= THE TASK =
Word for word, copy the listing below and leave out its images.
Segment Start: DATA FOR REVIEW
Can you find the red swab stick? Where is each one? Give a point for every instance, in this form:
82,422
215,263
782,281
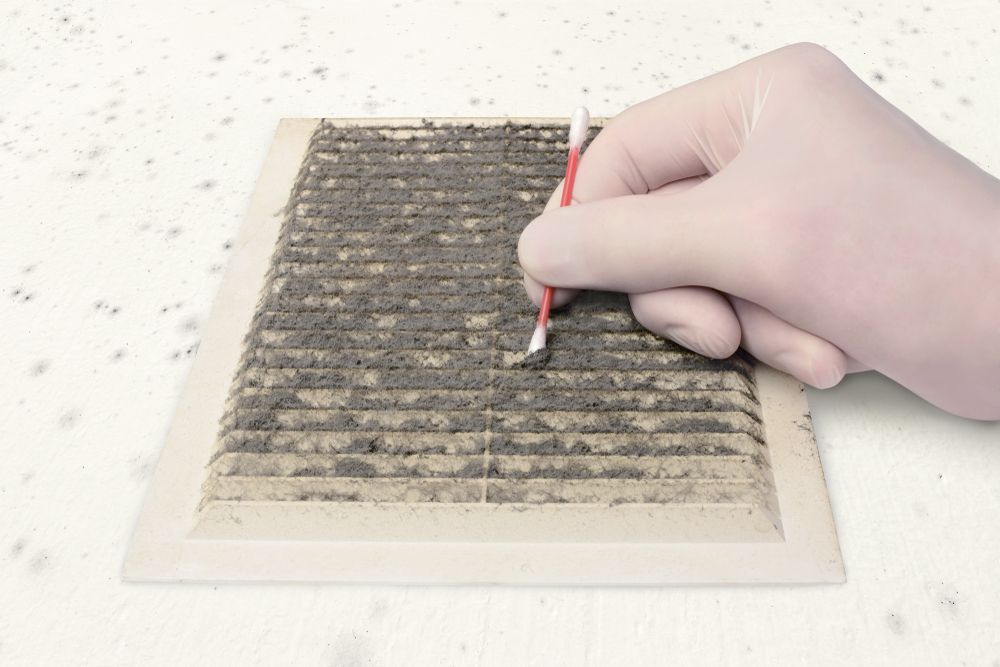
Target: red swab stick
577,134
Segment End: DATA FOR REVIEW
= RESULT FOR THIS EXERCISE =
Can you find the red swab stick? Where is each one? Give a point for every instance, in this form:
82,422
215,263
782,281
Target: red swab stick
577,134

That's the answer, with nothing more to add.